▶ **Stored entries**:
↓↓↓

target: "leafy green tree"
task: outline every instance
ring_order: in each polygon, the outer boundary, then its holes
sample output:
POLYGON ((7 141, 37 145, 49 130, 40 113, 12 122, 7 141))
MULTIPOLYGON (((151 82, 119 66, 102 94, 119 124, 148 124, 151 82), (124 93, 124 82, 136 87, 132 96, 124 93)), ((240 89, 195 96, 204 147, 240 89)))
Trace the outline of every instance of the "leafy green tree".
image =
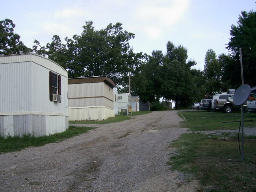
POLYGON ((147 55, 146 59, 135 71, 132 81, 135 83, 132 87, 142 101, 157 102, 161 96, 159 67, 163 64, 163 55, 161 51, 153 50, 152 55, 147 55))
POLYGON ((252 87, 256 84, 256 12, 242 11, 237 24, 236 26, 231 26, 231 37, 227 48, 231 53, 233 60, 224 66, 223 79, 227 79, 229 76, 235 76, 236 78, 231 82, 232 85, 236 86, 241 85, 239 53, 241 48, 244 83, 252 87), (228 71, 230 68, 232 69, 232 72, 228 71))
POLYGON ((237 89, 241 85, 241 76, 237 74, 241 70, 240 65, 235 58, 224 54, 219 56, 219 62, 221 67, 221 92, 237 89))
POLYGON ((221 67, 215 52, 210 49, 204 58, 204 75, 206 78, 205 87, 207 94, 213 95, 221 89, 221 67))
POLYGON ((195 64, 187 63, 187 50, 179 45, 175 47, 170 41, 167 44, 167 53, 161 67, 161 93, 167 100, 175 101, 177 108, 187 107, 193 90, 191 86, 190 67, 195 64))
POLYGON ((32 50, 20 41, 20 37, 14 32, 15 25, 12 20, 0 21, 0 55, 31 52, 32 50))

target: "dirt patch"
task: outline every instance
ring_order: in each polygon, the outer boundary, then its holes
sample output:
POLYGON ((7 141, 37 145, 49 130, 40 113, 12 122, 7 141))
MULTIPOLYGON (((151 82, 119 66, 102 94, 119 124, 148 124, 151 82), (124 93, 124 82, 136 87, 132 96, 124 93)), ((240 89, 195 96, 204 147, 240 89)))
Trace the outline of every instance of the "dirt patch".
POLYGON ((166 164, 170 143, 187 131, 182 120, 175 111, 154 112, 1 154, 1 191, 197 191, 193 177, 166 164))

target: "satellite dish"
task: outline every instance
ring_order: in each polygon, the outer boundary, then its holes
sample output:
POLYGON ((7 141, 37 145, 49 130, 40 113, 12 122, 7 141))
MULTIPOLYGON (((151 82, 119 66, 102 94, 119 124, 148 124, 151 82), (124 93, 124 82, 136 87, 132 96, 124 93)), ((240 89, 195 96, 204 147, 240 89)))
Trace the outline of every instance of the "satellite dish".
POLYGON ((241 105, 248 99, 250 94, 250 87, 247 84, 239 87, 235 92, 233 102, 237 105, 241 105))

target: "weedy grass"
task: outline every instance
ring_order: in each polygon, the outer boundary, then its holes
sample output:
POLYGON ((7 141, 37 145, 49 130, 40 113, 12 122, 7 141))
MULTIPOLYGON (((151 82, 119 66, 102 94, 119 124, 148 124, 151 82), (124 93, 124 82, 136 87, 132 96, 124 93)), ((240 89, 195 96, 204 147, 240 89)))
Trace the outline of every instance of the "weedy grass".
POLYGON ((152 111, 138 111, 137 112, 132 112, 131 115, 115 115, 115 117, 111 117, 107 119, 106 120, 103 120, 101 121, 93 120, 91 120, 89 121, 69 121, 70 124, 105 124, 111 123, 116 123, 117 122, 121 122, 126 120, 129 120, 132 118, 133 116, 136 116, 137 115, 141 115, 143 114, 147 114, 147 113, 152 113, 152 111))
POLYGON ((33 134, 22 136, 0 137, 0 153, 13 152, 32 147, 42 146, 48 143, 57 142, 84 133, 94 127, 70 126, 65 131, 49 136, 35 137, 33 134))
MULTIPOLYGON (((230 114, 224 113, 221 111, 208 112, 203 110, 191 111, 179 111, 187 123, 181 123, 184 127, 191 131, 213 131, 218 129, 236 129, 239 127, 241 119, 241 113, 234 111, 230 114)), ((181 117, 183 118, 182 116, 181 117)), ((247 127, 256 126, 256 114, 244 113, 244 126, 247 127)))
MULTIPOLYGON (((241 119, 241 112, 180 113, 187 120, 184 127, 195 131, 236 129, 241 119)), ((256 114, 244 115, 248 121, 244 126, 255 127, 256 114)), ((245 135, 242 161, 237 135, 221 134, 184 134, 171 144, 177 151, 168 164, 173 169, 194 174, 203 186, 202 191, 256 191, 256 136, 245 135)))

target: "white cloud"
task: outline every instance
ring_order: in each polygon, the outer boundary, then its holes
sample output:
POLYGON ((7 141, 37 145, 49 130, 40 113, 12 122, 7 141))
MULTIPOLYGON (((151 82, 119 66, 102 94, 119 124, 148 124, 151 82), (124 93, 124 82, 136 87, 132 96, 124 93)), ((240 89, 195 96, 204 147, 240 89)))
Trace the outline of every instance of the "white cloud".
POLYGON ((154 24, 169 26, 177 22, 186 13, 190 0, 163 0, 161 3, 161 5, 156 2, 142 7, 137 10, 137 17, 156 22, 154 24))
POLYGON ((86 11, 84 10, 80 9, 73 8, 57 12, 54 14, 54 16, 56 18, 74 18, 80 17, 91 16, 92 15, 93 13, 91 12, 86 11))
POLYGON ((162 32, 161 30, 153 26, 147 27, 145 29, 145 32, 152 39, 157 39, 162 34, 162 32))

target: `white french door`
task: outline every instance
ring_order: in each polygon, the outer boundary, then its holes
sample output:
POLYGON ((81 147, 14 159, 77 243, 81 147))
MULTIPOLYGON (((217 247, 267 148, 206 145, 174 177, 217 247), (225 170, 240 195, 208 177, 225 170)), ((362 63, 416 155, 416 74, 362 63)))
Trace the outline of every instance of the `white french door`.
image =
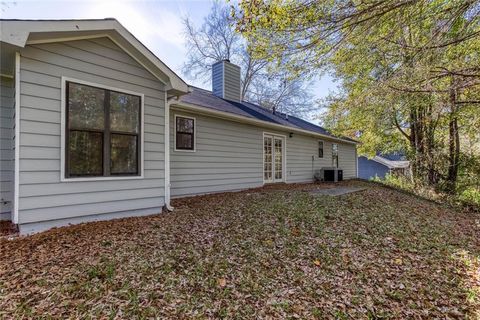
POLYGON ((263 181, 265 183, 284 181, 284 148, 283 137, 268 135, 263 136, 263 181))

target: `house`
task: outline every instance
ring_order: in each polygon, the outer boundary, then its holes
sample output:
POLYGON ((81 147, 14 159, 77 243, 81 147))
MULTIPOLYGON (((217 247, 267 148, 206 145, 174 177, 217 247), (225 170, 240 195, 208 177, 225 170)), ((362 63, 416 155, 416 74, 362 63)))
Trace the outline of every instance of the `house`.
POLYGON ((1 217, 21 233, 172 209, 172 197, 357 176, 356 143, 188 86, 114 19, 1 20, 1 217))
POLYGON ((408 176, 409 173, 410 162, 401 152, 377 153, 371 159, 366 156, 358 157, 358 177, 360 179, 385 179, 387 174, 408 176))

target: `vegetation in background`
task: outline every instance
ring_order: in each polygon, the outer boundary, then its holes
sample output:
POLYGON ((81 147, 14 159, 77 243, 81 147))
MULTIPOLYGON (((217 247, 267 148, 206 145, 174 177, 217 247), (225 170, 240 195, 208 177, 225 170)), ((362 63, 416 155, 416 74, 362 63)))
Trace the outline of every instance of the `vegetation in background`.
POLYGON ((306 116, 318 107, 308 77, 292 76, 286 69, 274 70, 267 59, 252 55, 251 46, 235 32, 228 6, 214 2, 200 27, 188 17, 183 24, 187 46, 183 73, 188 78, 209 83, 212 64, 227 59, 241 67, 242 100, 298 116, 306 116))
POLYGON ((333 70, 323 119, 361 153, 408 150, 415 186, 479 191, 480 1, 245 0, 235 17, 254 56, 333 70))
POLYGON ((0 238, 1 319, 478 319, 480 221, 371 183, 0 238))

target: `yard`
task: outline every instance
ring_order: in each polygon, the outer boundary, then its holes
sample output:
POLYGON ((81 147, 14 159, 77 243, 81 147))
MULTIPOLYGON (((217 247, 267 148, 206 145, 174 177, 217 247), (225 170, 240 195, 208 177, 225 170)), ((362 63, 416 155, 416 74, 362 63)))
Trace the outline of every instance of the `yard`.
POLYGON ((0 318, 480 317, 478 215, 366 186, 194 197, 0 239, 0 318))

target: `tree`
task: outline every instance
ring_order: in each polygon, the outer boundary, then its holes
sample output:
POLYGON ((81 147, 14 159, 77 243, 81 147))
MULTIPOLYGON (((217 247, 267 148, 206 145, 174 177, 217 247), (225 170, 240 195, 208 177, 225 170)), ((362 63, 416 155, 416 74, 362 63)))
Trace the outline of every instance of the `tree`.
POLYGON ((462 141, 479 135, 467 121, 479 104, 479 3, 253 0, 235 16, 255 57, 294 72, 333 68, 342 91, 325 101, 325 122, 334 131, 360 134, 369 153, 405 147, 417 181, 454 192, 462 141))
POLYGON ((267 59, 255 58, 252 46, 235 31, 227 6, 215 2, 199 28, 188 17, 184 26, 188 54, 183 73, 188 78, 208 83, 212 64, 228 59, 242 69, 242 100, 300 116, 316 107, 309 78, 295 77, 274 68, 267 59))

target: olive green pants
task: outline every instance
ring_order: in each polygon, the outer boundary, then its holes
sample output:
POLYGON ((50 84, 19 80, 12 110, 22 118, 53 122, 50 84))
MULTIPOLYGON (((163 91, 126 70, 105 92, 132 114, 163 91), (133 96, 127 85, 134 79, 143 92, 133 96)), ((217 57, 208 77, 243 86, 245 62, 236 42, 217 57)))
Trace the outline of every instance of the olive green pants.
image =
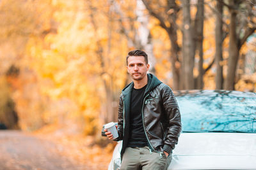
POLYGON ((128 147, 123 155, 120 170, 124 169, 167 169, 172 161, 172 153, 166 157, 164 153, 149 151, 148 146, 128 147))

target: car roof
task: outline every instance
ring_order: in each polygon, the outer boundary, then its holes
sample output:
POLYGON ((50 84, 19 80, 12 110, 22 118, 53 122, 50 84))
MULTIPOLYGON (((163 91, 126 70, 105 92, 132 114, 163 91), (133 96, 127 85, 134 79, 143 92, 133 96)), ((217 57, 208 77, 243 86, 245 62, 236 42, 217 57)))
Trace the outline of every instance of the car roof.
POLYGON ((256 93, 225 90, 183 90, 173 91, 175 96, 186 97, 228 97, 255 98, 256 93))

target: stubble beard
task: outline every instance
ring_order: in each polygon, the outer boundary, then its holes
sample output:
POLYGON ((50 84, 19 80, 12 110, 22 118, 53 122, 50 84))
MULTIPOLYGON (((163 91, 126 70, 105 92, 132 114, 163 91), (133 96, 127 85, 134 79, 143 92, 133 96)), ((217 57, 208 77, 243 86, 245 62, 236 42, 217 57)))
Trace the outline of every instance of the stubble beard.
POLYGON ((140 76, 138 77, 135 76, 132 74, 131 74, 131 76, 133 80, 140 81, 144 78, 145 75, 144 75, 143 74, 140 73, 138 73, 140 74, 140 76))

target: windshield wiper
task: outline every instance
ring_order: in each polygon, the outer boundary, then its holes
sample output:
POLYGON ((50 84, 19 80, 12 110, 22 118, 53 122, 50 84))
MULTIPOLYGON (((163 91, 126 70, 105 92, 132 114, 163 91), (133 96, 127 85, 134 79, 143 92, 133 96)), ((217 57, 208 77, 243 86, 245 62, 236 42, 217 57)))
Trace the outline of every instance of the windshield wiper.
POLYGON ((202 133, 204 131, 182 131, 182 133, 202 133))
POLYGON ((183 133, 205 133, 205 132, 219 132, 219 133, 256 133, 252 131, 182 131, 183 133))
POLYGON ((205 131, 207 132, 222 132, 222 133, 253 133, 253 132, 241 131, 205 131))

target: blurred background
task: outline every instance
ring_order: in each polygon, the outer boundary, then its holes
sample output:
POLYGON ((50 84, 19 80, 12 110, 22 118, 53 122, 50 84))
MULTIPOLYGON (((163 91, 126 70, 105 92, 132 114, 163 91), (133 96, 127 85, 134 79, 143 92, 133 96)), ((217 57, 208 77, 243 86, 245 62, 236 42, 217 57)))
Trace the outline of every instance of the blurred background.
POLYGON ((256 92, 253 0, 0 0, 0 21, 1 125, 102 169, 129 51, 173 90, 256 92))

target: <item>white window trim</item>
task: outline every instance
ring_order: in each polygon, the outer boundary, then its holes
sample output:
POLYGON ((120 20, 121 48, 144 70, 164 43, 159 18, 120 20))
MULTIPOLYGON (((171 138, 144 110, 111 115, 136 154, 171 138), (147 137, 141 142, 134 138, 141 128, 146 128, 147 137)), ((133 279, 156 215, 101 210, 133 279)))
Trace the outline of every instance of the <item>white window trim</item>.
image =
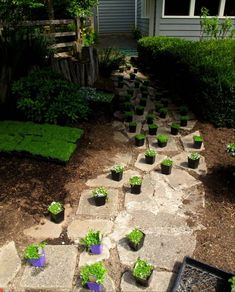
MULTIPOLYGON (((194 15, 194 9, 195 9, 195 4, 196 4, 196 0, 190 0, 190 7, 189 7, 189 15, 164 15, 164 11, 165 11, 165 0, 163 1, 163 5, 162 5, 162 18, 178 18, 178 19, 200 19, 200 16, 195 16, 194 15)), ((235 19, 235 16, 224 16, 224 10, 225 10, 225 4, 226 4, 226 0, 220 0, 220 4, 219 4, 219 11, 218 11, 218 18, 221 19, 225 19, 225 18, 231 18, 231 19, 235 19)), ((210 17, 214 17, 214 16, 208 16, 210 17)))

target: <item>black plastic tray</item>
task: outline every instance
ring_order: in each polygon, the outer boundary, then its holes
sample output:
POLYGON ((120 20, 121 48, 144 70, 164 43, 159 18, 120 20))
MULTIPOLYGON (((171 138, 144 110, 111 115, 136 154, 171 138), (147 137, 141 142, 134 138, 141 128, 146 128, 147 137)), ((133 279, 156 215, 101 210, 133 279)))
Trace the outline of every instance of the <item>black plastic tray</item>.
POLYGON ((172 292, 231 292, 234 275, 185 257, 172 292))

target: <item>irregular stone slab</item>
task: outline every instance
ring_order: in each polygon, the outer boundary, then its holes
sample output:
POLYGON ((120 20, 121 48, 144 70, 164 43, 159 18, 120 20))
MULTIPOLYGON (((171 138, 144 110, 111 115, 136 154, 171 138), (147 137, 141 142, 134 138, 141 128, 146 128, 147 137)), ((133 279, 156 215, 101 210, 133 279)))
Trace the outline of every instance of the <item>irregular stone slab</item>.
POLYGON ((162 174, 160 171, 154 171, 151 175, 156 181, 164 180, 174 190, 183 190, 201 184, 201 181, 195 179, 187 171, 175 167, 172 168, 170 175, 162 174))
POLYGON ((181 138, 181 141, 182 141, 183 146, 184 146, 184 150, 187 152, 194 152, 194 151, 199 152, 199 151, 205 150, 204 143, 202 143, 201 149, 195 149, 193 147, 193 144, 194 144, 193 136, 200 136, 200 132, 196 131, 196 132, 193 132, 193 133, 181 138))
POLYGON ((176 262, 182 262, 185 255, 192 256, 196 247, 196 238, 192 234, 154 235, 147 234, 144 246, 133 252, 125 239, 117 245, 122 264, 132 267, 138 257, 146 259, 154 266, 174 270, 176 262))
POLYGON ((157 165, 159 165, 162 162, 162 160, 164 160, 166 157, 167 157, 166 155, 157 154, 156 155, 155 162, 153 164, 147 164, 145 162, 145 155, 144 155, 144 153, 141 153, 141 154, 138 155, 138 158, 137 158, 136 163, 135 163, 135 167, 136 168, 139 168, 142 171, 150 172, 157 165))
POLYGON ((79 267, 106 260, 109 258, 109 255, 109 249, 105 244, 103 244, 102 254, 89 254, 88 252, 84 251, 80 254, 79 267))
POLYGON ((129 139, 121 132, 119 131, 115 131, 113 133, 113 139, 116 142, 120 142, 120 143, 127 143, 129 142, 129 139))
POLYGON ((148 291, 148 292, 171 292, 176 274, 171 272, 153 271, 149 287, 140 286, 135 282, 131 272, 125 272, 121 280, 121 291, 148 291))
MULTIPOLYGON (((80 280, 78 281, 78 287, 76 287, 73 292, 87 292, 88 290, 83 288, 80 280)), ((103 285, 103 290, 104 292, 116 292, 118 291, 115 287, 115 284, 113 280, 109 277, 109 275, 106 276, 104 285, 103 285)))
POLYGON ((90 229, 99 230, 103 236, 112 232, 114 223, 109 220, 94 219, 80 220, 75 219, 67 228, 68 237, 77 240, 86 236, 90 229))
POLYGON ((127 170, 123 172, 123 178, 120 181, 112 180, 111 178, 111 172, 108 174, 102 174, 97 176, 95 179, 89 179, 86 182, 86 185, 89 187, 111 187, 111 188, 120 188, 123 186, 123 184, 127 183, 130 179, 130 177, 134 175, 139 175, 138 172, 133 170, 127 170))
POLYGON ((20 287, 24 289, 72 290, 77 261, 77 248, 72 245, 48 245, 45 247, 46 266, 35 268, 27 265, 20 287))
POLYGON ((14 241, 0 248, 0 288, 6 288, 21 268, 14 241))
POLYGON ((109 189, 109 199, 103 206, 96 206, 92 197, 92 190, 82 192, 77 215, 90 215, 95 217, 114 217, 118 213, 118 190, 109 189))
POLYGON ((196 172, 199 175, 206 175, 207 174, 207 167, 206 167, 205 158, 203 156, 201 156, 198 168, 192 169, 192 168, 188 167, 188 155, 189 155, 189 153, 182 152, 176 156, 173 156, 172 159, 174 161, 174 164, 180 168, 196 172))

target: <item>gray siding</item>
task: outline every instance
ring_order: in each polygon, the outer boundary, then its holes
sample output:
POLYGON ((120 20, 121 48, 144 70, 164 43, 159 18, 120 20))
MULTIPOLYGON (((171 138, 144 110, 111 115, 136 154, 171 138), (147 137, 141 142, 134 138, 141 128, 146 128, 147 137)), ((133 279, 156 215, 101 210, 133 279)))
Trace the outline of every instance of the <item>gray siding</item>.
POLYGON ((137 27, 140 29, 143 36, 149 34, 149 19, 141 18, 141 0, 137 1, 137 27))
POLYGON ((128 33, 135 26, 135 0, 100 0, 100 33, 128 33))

↑↑↑

▶ **Short exercise**: Reproduce the entries verbatim from the beginning through the line that contains "POLYGON ((237 89, 241", including that line. Omit the pictures from your output.

▶ **Solution to the problem**:
target: "leafy green tree"
task: outline every instance
ring_order: in each polygon, the outer boundary, then its holes
sample output:
POLYGON ((7 141, 37 145, 49 130, 40 113, 12 122, 7 141))
MULTIPOLYGON (((151 82, 119 66, 102 94, 119 124, 148 124, 151 82), (124 93, 124 82, 136 87, 132 96, 124 93)), ((240 89, 195 96, 204 147, 240 89)))
Trace the outline of every instance of the "leafy green tree".
image =
POLYGON ((147 55, 146 59, 135 71, 132 81, 135 83, 132 87, 142 101, 157 102, 161 96, 159 67, 163 64, 163 55, 161 51, 153 50, 152 55, 147 55))
POLYGON ((252 87, 256 84, 256 12, 242 11, 237 24, 236 26, 231 26, 231 37, 227 48, 231 53, 233 60, 224 66, 223 79, 227 79, 229 76, 235 76, 236 78, 231 82, 232 85, 236 86, 241 85, 239 53, 241 48, 244 83, 252 87), (228 71, 230 68, 232 69, 232 72, 228 71))
POLYGON ((237 89, 241 85, 241 76, 237 74, 241 70, 240 65, 235 58, 224 54, 219 56, 219 62, 221 67, 221 92, 237 89))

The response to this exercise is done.